__TEXT SEGMENT__:
——————————

According to the nomogram, when pathologic T stage was less than 2 and Rad-Score was -0.5717195401, the minimum value reaching the predicted value was less than 0.1. When pathologic T stage was more than 2, the Rad-Score was 2.336809971, the maximum predicted value is greater than 0.9. The recurrence risk group was divided according to the median predicted value of the training set's nomogram model, that is, the median recurrence risk score. the comprehensive comparison of various factors showed that the radiomics-clinical model is still better than the other two models. Chi-square test results showed a close correlation between recurrence risk stratification and true recurrence.

KM map analysis showed that RFS of patients with different recurrence risk groups were also different. The performance of radiomics-clinical nomogram is valuable for the estimation of RFS. In summary, the nomogram scoring system of this study may serve as a more effective tool to accurately and rapidly assess the risk of recurrence after RC through simple computational methods, enabling early individualized treatment of BCa patients.

——————————

__EXCERPTED DATA__:

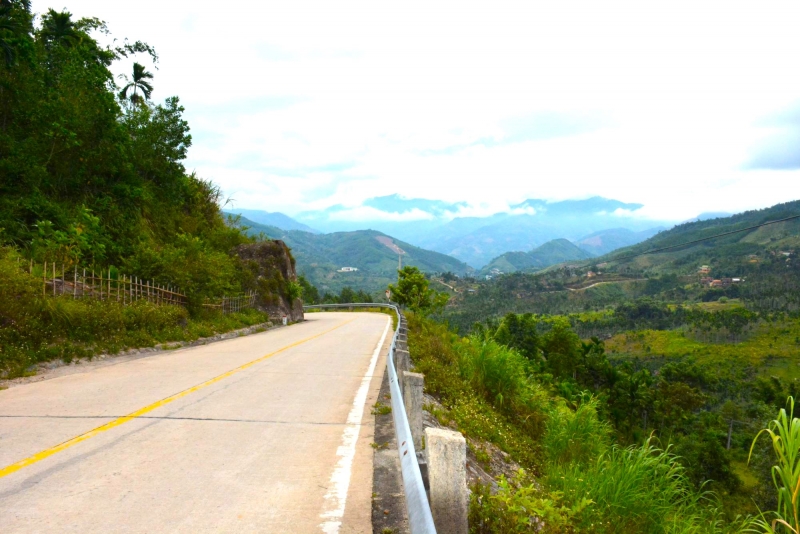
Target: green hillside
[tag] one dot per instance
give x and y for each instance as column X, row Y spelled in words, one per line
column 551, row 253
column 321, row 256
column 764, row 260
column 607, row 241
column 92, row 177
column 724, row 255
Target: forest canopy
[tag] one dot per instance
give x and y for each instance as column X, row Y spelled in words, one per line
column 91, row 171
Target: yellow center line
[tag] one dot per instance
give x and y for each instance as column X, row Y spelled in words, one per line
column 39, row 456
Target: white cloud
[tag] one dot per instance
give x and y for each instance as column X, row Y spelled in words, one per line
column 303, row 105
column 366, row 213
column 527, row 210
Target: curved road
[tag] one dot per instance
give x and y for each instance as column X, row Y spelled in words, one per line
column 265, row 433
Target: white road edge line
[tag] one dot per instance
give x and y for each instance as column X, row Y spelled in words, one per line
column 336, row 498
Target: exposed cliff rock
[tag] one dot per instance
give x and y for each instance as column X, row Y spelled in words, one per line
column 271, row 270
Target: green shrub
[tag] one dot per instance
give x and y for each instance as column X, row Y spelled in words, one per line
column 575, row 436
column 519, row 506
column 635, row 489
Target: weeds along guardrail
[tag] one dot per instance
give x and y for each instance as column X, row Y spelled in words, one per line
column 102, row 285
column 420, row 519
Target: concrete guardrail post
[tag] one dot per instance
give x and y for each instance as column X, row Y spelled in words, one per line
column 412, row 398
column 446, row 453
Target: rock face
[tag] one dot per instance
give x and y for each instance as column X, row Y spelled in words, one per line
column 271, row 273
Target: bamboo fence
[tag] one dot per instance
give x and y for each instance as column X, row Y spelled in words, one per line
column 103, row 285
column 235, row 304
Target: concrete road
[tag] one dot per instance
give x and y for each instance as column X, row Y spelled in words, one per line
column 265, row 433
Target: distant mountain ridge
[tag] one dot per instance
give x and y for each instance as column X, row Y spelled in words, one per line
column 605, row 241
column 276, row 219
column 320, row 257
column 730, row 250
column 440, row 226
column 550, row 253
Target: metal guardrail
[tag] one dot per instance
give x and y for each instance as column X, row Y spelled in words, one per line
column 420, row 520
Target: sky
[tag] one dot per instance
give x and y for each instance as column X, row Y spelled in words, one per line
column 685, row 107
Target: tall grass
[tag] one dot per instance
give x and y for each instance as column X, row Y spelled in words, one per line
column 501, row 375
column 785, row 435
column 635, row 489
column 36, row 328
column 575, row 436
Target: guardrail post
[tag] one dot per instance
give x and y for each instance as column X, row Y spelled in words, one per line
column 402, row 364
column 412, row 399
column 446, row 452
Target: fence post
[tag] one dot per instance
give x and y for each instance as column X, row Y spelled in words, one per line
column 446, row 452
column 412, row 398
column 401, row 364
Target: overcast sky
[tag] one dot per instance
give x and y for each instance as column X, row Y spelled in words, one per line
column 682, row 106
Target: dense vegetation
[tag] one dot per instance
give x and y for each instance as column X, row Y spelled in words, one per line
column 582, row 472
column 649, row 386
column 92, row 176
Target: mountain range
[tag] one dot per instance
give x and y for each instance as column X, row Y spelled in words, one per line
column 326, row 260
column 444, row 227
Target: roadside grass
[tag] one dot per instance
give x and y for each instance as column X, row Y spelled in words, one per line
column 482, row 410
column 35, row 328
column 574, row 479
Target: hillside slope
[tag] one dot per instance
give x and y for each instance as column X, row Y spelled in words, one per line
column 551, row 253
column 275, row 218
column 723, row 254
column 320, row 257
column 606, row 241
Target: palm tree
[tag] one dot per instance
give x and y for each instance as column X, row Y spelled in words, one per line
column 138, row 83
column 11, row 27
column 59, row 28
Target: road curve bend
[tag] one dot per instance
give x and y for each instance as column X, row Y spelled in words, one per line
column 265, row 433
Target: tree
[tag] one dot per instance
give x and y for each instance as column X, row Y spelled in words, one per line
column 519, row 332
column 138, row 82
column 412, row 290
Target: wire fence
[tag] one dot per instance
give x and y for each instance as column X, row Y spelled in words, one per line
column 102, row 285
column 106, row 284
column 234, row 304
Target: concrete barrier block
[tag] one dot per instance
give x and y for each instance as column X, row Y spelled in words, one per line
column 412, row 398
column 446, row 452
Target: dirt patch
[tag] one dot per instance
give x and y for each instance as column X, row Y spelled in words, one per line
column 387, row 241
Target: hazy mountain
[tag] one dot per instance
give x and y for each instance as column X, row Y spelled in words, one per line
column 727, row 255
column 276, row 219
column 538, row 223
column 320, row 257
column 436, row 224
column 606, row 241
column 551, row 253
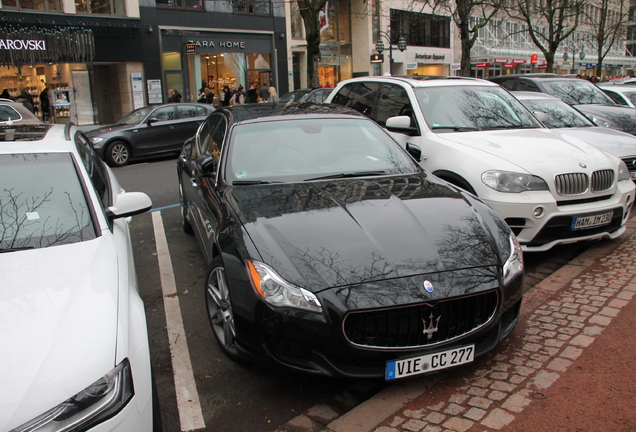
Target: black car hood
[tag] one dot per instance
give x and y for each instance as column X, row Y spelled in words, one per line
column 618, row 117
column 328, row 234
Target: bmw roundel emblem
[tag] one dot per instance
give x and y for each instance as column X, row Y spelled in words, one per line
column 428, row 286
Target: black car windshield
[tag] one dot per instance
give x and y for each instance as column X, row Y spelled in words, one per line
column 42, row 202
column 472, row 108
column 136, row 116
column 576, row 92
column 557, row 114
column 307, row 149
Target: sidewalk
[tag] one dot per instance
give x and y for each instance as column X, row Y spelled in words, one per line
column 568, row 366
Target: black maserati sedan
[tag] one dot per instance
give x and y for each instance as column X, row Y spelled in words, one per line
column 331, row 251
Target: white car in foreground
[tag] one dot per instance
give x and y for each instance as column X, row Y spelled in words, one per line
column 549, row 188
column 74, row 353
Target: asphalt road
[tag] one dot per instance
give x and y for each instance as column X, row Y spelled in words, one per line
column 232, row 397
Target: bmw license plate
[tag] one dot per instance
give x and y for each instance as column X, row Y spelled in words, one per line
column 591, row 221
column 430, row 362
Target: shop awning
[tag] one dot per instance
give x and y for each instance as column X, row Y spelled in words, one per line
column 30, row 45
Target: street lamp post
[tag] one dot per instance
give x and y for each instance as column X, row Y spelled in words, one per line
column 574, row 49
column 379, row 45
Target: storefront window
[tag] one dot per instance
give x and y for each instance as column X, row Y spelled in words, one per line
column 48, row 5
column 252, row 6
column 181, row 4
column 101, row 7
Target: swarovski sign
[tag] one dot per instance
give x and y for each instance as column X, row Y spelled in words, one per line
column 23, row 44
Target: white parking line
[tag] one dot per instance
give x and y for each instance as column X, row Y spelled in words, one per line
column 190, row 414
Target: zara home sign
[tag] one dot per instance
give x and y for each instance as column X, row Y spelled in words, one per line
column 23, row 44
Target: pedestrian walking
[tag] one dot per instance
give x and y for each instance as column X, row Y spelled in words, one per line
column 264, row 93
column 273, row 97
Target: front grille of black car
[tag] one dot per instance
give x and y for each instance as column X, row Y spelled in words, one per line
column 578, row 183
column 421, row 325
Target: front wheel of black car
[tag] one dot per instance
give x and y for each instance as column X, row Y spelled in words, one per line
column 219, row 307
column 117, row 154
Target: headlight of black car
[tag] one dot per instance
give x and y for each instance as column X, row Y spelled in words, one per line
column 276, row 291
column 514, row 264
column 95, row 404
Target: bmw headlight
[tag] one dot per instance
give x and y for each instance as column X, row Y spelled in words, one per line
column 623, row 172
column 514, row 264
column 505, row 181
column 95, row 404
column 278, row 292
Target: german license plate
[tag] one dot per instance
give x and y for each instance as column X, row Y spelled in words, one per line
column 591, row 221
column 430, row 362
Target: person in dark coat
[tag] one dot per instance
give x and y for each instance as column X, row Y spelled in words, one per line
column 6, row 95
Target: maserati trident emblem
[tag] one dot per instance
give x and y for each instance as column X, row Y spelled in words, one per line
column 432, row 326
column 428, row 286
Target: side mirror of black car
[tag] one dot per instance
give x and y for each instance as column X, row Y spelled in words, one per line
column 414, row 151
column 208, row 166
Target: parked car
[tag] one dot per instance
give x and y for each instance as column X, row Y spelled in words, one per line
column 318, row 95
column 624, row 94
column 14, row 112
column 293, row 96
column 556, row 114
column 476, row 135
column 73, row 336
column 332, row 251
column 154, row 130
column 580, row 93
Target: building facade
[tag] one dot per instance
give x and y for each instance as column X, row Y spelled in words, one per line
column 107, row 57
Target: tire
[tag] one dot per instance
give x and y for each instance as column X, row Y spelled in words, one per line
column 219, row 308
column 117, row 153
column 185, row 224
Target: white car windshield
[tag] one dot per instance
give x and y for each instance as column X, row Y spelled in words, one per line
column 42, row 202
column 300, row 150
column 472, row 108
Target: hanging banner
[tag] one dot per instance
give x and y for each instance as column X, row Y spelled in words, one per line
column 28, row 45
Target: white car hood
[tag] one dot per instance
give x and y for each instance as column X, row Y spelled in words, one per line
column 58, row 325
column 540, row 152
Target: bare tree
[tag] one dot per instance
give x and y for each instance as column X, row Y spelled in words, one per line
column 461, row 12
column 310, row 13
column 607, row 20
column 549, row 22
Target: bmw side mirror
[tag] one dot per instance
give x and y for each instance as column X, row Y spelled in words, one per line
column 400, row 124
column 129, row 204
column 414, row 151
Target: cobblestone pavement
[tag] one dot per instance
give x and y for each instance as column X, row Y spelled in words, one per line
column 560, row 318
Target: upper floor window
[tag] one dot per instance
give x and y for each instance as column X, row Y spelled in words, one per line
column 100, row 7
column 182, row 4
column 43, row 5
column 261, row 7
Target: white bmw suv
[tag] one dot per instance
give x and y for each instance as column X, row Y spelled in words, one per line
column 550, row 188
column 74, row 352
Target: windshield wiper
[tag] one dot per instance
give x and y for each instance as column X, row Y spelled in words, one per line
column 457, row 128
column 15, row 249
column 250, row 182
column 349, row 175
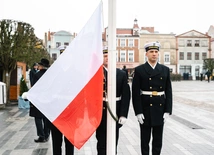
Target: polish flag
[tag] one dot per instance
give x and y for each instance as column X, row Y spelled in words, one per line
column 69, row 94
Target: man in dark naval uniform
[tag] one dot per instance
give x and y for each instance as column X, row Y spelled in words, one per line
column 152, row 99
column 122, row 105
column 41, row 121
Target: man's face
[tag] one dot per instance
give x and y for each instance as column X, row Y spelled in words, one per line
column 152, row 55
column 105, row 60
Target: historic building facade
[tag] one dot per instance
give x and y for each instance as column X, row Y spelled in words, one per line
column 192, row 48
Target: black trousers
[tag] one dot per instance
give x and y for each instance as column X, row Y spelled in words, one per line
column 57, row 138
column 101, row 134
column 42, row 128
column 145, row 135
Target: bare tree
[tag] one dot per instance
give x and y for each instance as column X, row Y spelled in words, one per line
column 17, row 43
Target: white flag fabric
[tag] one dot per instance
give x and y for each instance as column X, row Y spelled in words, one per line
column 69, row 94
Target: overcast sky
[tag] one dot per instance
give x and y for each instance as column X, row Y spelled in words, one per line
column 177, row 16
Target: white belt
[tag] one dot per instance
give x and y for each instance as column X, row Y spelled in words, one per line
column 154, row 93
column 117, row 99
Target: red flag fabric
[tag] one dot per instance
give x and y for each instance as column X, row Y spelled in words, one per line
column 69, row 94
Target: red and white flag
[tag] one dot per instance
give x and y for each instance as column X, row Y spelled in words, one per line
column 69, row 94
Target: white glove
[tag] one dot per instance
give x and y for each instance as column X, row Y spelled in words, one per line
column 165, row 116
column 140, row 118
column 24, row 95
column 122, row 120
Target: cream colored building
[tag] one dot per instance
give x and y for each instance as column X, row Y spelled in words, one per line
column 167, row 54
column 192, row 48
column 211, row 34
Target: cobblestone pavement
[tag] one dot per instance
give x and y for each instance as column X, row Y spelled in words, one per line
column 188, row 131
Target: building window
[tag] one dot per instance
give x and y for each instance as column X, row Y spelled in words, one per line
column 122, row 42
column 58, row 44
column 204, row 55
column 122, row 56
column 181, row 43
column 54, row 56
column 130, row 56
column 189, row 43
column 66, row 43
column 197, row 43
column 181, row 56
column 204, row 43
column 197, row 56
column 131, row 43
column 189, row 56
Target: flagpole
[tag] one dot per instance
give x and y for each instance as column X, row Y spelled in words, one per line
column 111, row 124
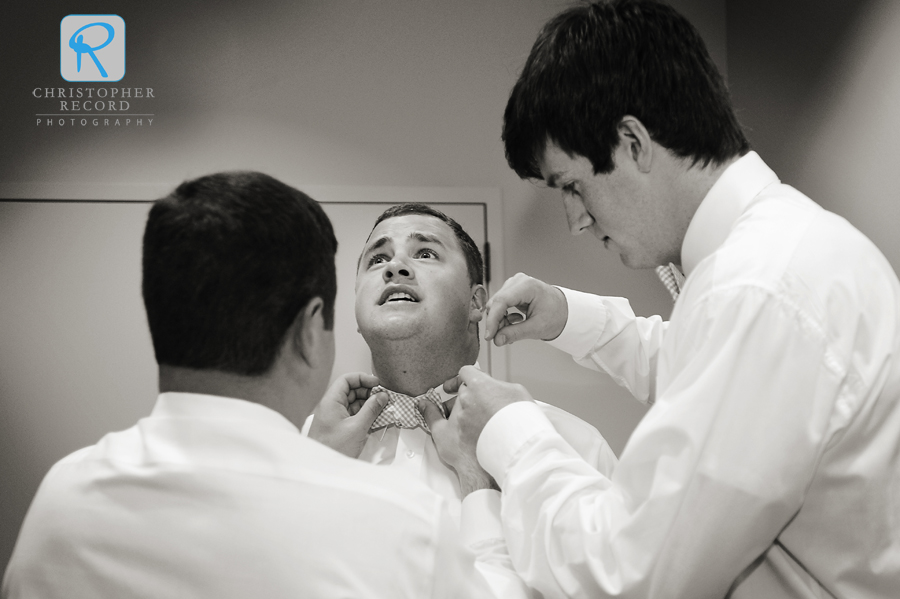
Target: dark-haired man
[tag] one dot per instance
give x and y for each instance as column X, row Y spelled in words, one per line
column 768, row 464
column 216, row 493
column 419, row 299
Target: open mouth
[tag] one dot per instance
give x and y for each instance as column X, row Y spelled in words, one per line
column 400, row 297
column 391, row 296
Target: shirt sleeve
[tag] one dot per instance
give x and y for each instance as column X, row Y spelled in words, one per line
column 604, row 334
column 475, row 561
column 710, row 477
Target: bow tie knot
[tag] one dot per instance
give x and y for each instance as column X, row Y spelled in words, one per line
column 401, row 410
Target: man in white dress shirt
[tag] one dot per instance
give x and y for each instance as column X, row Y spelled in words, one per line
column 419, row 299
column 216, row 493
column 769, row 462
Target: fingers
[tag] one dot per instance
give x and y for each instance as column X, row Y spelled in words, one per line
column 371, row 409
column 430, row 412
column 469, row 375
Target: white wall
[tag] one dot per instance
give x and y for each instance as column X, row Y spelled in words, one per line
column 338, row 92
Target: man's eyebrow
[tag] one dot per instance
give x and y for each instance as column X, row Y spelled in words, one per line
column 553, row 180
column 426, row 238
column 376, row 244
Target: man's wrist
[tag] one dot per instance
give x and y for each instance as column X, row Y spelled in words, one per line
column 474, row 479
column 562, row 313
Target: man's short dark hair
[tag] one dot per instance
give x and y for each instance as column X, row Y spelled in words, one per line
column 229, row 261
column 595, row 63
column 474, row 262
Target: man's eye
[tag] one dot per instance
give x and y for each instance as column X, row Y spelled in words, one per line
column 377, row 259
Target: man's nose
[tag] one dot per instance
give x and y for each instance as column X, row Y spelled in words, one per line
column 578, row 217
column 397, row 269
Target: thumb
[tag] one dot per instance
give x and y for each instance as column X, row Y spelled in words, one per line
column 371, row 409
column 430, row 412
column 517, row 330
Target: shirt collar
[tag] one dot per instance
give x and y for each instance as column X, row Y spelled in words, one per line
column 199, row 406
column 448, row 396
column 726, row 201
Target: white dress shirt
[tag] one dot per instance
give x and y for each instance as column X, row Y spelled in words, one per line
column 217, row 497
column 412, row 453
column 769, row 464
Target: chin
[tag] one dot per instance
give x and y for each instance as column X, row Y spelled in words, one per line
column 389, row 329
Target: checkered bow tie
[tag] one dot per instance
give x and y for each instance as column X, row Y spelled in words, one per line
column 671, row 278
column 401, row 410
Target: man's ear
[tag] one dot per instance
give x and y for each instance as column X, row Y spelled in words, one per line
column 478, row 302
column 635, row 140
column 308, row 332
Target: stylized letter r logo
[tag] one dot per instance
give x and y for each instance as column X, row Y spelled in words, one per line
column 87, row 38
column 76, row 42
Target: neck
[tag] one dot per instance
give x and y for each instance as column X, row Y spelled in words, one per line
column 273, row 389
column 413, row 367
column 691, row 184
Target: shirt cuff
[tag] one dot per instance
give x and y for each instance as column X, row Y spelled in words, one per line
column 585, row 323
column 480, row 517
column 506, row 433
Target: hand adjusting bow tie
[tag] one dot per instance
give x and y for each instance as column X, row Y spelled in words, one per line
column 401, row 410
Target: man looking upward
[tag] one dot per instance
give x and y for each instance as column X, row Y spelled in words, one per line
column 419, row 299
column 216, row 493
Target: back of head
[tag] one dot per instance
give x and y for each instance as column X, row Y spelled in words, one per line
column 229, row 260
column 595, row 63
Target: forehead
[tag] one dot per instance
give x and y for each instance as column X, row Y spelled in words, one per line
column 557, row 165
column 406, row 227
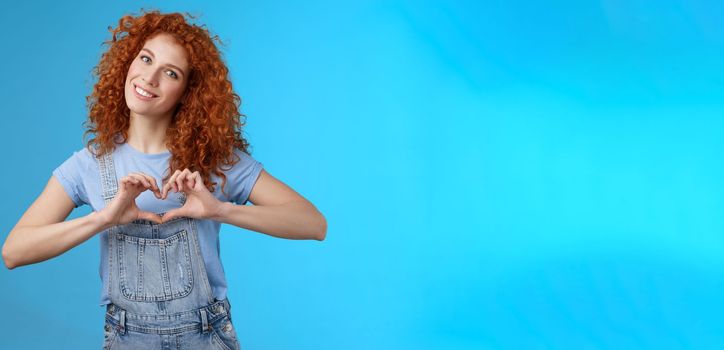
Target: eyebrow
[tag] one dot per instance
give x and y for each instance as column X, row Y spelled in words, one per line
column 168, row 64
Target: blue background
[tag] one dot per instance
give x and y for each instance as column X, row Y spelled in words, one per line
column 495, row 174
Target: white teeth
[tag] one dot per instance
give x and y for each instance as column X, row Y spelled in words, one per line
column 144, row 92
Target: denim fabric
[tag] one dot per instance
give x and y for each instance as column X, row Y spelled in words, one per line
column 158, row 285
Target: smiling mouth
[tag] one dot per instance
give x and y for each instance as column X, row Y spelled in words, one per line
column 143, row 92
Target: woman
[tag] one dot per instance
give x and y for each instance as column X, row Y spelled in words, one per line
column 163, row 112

——————————

__DESCRIPTION OF THE TASK__:
Answer these questions using the nomogram text above.
(a) When pathologic T stage was more than 2 and the Rad-Score was 2.336809971, what was the maximum predicted value?
(b) On what basis was the recurrence risk group divided?
(c) What did KM map analysis show?

__WRITTEN SOLUTION__:
(a) Greater than 0.9.
(b) It was divided according to the median predicted value of the training set's nomogram model, that is, the median recurrence risk score.
(c) The RFS of patients in different recurrence risk groups was also different.